Stated task 1:
Using only the excerpt on Go concurrency, decide whether each statement below agrees with it. Answer yes or no for each, and quote the exact words from the excerpt that decide it.
(a) The state-tracking system in the author's current job relies on channels rather than locks.
(b) Before working with Go, the author wrote Erlang as part of DC/OS.
(c) Go has almost entirely replaced the author's use of Python and Java.

Excerpt to read:
+ + + + +
Go concurrency considered harmful

Go has been gaining a ton of popularity as of late. I’ve been using Go for work, working on container management software. Before that, I was writing Erlang, as part of DC/OS. Golang is an incredibly useful, productive language and runtime. It’s almost entirely replaced my usage of Python, and Java. Its “systems-like” language quality makes solving a certain class of problems a breeze, where I’d normally have to resort to C++, a language which has found itself falling out of favour amongst certain circles due to its history, complexity, and lack of safety.

After writing Go in anger for more than year, at two different jobs, I find myself often frustrated with Go. I’ve found myself attracted to other languages, like Javascript, with Flow, and runtimes like Chrome, or Node. While Erlang, nor Elixir have not become anywhere as popular as Go, they still have some incredibly good programming concepts that I miss. Recently, I read a set of Go mantras that left me somewhat frustrated.

Concurrency At Work: The Map

The Map is an excellent summarization of concurrency problems. At the heart of nearly every program I’ve worked at, there’s some state tracking system. In my current one, there’s a map of task ID to a Container struct. Queries may come from various sources, in various forms. We expose an HTTP API to enumerate these containers, another RPC API to manipulate and modify them, and lastly the containers themselves are backed by a set of real unix processes that need maintenance and monitoring. Manipulation to this datastructure needs to be concurrent, and safe.

Unfortunately, trying to explain this problem isn’t a particularly fruitful exercise, as we can quickly get into the weeds of business semantics. It uses locks for safety, rather than channels because locks are easier and simpler. Unfortunately, locks don’t provide safety and clean concurrency boundaries like channels. Because of this, we’ve seen problems with synchronization around this data structure — deadlocks, accidental sharing (stashing mutable pointers in values), and a wrapper API which over complicates things. Fortunately, all of this can be summed up as a Map, but with business-specific methods, and reactive APIs.

One of the few data structures that Go offers is a map. Unfortunately, few data structures in Go can be used concurrently without locking. Given how easy it is to introduce concurrency into a Go program, the lack of simple concurrency control mechanisms is often problematic. People often end up writing their own synchronization around access to a map, slices, and other general purpose data structures.

Sharing by Communicating is a Lie

The Go Mantra, “Share by Communicating”, may allow you to write correct code, but in practice, it’s challenging. I implemented a map with the following interface to see how it felt:

type ConcurrentDict interface {
// SetKey sets the key to val, val no matter if it exists or not
SetKey(key, val string)
+ + + + +
Stated task 2: Arrange the dataset rows that begin with the line containing "pinpoint the side" and end with the line containing "308, 184, 320, 201" as a Markdown table. Use columns No and Entry, number each line, and leave out blank lines.

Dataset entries
+ + + + +
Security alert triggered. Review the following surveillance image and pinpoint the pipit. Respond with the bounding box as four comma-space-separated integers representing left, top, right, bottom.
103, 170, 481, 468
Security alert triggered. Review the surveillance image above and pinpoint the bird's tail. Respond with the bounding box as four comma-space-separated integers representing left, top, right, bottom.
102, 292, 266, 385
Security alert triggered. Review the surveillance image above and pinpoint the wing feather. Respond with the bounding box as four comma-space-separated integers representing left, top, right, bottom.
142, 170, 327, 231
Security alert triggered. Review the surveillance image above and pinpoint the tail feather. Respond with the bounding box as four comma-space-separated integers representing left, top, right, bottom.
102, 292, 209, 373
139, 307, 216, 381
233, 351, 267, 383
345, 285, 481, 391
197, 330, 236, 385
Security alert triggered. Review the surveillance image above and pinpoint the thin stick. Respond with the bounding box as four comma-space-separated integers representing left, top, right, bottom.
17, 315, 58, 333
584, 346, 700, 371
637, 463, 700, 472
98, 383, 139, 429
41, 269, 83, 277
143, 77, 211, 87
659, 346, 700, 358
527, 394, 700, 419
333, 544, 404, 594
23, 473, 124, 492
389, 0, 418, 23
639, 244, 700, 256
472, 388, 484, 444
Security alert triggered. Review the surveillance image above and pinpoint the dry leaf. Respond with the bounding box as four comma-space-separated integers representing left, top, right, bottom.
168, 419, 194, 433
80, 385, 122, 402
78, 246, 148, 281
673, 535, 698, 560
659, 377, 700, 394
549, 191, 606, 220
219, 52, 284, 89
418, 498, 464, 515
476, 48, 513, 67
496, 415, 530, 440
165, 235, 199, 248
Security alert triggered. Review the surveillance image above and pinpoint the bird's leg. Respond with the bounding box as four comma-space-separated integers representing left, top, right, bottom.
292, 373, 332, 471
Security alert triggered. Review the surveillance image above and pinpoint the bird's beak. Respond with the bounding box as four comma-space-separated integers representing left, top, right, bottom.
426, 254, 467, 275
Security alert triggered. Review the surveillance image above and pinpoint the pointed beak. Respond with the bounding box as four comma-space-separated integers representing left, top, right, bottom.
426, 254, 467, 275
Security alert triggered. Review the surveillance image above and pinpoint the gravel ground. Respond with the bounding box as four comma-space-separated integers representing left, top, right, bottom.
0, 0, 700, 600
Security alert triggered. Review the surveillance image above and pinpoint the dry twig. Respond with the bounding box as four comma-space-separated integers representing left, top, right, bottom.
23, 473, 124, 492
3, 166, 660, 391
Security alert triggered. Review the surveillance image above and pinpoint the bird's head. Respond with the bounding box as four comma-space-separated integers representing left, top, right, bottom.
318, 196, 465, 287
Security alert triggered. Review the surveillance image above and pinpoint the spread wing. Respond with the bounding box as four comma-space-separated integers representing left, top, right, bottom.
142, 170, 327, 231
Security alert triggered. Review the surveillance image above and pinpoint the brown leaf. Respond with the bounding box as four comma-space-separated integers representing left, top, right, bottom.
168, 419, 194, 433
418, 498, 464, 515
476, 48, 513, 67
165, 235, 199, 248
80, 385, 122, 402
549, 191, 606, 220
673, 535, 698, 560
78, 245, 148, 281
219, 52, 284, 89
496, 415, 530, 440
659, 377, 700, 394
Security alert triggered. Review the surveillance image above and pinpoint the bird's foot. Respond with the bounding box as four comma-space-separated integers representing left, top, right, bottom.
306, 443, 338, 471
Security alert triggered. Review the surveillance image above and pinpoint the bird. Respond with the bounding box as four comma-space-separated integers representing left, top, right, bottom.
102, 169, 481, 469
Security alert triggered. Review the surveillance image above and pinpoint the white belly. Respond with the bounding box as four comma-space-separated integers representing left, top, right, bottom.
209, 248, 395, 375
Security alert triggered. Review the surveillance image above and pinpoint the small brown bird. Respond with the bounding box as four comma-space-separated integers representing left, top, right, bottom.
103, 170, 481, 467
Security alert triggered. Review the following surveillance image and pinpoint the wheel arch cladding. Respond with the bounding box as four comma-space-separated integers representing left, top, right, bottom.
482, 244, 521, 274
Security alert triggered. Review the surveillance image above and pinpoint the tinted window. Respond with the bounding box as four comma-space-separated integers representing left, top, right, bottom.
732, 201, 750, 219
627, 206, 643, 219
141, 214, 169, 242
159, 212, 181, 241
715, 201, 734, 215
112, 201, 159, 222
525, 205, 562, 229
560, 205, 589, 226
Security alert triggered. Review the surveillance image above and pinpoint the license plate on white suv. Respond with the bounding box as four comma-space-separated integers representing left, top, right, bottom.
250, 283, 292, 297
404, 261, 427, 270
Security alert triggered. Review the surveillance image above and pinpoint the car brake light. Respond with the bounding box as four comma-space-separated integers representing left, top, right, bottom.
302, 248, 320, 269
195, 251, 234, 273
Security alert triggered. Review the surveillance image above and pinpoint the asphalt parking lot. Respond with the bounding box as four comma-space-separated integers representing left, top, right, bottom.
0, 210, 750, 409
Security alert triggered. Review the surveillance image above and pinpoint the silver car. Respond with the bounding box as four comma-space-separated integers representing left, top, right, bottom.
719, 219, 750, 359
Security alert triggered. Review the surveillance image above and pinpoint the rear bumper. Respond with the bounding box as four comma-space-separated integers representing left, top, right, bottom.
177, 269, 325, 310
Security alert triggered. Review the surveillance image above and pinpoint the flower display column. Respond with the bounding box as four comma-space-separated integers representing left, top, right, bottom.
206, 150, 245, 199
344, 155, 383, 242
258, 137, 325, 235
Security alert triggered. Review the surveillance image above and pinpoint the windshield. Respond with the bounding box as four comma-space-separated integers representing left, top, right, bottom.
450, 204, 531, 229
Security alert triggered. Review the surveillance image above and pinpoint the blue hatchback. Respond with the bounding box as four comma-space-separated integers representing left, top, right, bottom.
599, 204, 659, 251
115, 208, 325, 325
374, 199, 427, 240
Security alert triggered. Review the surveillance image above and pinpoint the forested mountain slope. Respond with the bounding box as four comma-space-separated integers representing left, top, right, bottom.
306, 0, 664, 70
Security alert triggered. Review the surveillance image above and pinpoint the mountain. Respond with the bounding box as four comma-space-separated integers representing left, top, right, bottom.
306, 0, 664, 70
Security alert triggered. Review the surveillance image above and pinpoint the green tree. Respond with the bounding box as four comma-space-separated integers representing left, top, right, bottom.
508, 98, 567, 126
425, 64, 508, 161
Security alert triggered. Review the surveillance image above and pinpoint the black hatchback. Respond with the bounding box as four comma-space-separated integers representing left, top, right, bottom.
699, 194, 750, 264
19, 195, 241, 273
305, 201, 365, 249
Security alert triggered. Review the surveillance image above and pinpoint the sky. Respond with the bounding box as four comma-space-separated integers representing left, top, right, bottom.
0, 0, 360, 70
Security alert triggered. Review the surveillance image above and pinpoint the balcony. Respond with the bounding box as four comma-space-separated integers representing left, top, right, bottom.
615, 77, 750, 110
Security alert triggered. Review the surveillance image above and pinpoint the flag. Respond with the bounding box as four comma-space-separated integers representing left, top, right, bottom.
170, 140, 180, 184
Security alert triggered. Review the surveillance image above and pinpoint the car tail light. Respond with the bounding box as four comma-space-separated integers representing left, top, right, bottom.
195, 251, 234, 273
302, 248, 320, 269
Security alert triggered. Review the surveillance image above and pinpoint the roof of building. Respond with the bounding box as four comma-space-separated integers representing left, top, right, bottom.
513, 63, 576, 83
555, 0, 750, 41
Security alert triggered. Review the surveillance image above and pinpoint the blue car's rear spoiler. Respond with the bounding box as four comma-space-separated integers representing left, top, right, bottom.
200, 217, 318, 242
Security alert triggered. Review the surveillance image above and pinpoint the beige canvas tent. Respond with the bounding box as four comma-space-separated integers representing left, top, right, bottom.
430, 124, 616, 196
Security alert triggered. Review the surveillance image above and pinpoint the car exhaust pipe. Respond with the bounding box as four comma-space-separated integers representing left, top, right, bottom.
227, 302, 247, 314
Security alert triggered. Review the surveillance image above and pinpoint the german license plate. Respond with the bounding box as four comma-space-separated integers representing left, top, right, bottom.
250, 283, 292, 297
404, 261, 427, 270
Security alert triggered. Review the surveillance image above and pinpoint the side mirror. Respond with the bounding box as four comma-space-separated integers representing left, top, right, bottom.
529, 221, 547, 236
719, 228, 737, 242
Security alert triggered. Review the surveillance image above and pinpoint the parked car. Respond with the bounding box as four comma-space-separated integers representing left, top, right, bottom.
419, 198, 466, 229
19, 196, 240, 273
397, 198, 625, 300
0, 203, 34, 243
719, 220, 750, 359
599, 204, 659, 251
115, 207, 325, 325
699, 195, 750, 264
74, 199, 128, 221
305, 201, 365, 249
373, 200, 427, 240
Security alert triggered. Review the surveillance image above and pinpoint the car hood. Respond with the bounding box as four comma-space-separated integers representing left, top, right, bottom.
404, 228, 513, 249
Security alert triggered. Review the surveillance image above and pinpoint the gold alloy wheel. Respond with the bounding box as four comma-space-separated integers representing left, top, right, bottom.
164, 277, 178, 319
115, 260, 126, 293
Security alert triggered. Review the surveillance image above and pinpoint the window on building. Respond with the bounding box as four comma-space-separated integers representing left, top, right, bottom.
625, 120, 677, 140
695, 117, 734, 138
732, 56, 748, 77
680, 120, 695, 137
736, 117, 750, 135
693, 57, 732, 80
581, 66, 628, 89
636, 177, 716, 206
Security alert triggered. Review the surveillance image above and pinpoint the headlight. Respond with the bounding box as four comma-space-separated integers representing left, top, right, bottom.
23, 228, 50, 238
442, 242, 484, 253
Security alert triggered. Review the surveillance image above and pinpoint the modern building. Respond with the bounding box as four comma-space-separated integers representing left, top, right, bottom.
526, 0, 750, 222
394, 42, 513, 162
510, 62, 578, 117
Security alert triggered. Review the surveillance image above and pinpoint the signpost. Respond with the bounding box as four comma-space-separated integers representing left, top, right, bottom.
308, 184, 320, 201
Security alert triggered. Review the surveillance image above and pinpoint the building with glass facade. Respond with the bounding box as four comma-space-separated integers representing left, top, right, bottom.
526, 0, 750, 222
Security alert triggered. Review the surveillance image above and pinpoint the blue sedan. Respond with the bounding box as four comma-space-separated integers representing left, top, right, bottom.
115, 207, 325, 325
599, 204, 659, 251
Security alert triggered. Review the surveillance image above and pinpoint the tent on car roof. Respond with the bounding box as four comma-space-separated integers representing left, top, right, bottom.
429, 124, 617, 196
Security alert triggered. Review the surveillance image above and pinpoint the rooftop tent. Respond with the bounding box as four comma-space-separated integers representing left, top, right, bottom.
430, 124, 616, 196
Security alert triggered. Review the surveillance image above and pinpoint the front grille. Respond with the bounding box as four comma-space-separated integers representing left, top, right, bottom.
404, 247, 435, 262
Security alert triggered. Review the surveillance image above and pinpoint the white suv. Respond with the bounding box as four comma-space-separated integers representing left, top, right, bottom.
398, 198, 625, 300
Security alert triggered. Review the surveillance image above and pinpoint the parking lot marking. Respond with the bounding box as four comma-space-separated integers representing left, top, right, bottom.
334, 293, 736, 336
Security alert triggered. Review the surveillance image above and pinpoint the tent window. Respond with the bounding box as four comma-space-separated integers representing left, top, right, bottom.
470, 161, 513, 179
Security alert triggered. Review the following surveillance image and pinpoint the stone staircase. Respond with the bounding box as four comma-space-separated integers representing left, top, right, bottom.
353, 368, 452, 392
+ + + + +
Response 1:
(a) No: "It uses locks for safety, rather than channels because locks are easier and simpler."
(b) Yes: "Before that, I was writing Erlang, as part of DC/OS."
(c) Yes: "It’s almost entirely replaced my usage of Python, and Java."

Response 2:
| No | Entry |
|---|---|
| 1 | Security alert triggered. Review the surveillance image above and pinpoint the side mirror. Respond with the bounding box as four comma-space-separated integers representing left, top, right, bottom. |
| 2 | 529, 221, 547, 236 |
| 3 | 719, 228, 737, 242 |
| 4 | Security alert triggered. Review the surveillance image above and pinpoint the parked car. Respond with the bounding box as four comma-space-separated integers representing left, top, right, bottom. |
| 5 | 419, 198, 466, 229 |
| 6 | 19, 196, 240, 273 |
| 7 | 397, 198, 625, 300 |
| 8 | 0, 203, 34, 243 |
| 9 | 719, 220, 750, 359 |
| 10 | 599, 204, 659, 251 |
| 11 | 115, 207, 325, 325 |
| 12 | 699, 195, 750, 264 |
| 13 | 74, 199, 128, 221 |
| 14 | 305, 201, 365, 249 |
| 15 | 373, 200, 427, 240 |
| 16 | Security alert triggered. Review the surveillance image above and pinpoint the car hood. Respond with the bounding box as four comma-space-separated integers representing left, top, right, bottom. |
| 17 | 404, 228, 513, 249 |
| 18 | Security alert triggered. Review the surveillance image above and pinpoint the gold alloy wheel. Respond with the bounding box as four comma-space-separated integers representing left, top, right, bottom. |
| 19 | 164, 277, 178, 319 |
| 20 | 115, 260, 126, 293 |
| 21 | Security alert triggered. Review the surveillance image above and pinpoint the window on building. Respond with the bounding box as four comma-space-separated integers representing left, top, right, bottom. |
| 22 | 625, 120, 677, 140 |
| 23 | 695, 117, 734, 138 |
| 24 | 732, 56, 748, 77 |
| 25 | 680, 120, 695, 137 |
| 26 | 736, 117, 750, 135 |
| 27 | 693, 57, 732, 80 |
| 28 | 581, 66, 628, 89 |
| 29 | 636, 177, 716, 206 |
| 30 | Security alert triggered. Review the surveillance image above and pinpoint the headlight. Respond with the bounding box as four comma-space-separated integers representing left, top, right, bottom. |
| 31 | 23, 228, 50, 238 |
| 32 | 442, 242, 484, 253 |
| 33 | Security alert triggered. Review the surveillance image above and pinpoint the modern building. Respond with the bounding box as four comma-space-separated integers representing left, top, right, bottom. |
| 34 | 526, 0, 750, 222 |
| 35 | 394, 42, 513, 162 |
| 36 | 510, 62, 578, 117 |
| 37 | Security alert triggered. Review the surveillance image above and pinpoint the signpost. Respond with the bounding box as four comma-space-separated integers representing left, top, right, bottom. |
| 38 | 308, 184, 320, 201 |